Quoted passage
== Segment start ==

Dr. Katie Schaag and Students Wrap Up American Plastic

On a misty day in May Dr. Katie Schaag, the 2017-18 Mendota Postdoctoral Teaching Fellow, and the students of English 245 hike up Bascom Hill to reflect on a semester that challenged them to read and think deeply about plastic in many of its material and conceptual forms. And also, to build a collaborative American Plastic installation with seemingly ordinary plastic objects. Although the grass is already soggy and more rain looms, the heady conversation about performance, artifice, and reality itself makes these concerns immaterial.

Dr. Katie Schaag (bottom row, fifth from left) and students celebrate their last day of class on Bascom Hill.

How, some may wonder, can plastic—not to mention pop stars Nicki Minaj and Lady Gaga—constitute viable topics for a seminar for English majors? As it turns out, plastic is not only ubiquitous in our everyday lives, landfills, and oceans; it has, like bisphenol-A, seeped into bodies of work by contemporary artists, writers, and theorists who make use of plastic as a medium and a metaphor. Evelyn Reilly’s Styrofoam and Lisa Robertson’s XEclogue, on the English 245 syllabus along with Minaj and Gaga, represent new variations on an age-old impulse to manipulate materials into objects, tools, and art. Students also engaged with writings by Walter Benjamin, Michel Foucault, and Judith Butler—to name a few—to help them think more deeply about plastic as a material substance, and its relationships to identity, performance, and visual culture.

== Segment end ==

Excerpted data
== Segment start ==

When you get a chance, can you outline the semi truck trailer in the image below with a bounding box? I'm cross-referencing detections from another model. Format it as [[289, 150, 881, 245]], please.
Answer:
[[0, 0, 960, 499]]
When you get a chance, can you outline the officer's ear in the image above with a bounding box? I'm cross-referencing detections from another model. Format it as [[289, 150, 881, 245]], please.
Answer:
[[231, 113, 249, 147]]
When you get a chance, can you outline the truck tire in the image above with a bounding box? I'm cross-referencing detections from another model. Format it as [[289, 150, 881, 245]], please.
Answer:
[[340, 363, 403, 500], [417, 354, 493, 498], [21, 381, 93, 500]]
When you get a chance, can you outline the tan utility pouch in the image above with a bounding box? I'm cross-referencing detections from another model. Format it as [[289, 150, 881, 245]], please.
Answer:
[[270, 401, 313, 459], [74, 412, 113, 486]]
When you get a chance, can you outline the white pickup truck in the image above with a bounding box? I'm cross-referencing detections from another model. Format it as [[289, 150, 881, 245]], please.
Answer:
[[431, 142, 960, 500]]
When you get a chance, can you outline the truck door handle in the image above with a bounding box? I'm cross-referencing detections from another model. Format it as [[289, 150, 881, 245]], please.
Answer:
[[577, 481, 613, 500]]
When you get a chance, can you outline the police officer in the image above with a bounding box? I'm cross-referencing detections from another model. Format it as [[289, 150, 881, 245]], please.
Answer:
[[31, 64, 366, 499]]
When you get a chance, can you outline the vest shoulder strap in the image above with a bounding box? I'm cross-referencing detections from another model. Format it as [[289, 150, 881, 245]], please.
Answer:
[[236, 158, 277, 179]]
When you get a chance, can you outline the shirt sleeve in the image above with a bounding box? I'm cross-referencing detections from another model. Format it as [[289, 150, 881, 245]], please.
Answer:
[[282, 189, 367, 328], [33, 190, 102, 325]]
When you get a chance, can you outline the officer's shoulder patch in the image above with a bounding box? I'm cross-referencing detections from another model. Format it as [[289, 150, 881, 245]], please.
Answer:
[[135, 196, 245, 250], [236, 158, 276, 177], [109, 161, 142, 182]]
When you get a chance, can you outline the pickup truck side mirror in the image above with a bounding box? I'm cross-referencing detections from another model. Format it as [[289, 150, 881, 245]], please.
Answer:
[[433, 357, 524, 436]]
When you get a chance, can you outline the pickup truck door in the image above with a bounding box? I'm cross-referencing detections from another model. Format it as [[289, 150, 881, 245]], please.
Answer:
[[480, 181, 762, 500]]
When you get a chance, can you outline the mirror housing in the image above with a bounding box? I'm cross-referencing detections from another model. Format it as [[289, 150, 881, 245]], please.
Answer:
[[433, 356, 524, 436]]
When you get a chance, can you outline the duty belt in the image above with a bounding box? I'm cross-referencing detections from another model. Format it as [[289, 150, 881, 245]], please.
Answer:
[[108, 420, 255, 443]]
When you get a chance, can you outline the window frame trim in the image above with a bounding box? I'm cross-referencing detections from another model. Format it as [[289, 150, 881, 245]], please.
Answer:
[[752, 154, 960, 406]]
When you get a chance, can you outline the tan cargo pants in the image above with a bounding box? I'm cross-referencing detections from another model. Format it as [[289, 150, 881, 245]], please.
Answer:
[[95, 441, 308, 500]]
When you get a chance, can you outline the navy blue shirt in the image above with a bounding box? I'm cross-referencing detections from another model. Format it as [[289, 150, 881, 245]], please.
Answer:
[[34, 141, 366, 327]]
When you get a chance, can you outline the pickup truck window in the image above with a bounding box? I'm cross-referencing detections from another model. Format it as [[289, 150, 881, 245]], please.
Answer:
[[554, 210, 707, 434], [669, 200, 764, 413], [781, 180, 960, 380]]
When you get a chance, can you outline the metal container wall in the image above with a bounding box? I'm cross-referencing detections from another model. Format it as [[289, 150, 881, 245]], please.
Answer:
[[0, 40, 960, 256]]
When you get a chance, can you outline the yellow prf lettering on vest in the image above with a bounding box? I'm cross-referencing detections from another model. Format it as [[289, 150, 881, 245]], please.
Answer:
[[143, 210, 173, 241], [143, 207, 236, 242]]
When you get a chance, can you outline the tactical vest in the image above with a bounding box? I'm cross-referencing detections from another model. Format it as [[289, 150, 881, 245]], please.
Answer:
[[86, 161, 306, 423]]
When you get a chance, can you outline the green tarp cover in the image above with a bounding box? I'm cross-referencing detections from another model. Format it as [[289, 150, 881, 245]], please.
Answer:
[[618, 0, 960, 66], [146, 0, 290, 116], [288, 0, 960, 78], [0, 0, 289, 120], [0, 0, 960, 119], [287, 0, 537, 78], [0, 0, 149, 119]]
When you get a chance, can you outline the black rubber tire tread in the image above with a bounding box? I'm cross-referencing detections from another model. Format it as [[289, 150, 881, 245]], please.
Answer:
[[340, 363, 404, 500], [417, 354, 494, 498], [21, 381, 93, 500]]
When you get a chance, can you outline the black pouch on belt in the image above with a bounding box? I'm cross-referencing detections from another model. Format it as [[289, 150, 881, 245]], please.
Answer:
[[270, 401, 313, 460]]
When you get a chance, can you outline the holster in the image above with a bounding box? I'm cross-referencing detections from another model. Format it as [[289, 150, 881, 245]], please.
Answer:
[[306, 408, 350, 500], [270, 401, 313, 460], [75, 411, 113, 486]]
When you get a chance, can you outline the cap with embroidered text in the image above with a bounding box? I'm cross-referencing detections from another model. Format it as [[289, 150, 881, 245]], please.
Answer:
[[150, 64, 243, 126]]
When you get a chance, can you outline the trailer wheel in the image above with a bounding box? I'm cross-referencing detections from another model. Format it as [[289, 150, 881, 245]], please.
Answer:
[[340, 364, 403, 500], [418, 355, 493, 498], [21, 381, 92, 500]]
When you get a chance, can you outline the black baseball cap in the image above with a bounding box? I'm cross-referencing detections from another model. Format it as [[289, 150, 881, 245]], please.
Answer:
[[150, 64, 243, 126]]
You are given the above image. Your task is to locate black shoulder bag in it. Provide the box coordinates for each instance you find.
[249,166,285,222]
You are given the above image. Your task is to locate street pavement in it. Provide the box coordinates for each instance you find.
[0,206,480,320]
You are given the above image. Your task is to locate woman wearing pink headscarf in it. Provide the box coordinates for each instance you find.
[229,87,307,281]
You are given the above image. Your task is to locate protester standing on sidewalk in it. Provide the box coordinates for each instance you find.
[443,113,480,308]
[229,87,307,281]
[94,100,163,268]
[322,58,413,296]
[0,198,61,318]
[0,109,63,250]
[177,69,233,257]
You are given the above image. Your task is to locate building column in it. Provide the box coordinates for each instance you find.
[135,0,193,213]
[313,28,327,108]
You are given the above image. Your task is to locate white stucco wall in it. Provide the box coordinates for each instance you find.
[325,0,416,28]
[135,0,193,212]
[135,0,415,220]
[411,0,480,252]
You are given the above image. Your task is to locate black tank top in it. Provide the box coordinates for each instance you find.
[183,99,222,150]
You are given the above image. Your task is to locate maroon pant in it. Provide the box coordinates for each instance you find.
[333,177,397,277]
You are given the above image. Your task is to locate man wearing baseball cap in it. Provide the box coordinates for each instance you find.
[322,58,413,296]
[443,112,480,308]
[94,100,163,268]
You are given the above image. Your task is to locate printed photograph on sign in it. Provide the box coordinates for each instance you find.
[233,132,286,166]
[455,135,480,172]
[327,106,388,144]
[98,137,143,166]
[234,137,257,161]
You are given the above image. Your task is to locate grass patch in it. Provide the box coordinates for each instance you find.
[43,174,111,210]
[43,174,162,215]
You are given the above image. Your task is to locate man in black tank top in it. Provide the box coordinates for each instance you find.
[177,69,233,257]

== Segment end ==

Your task
In the article on English 245, what position did Dr. Katie Schaag hold? The listing comes from a different source than the article.

Reply to the task
She was the 2017-18 Mendota Postdoctoral Teaching Fellow.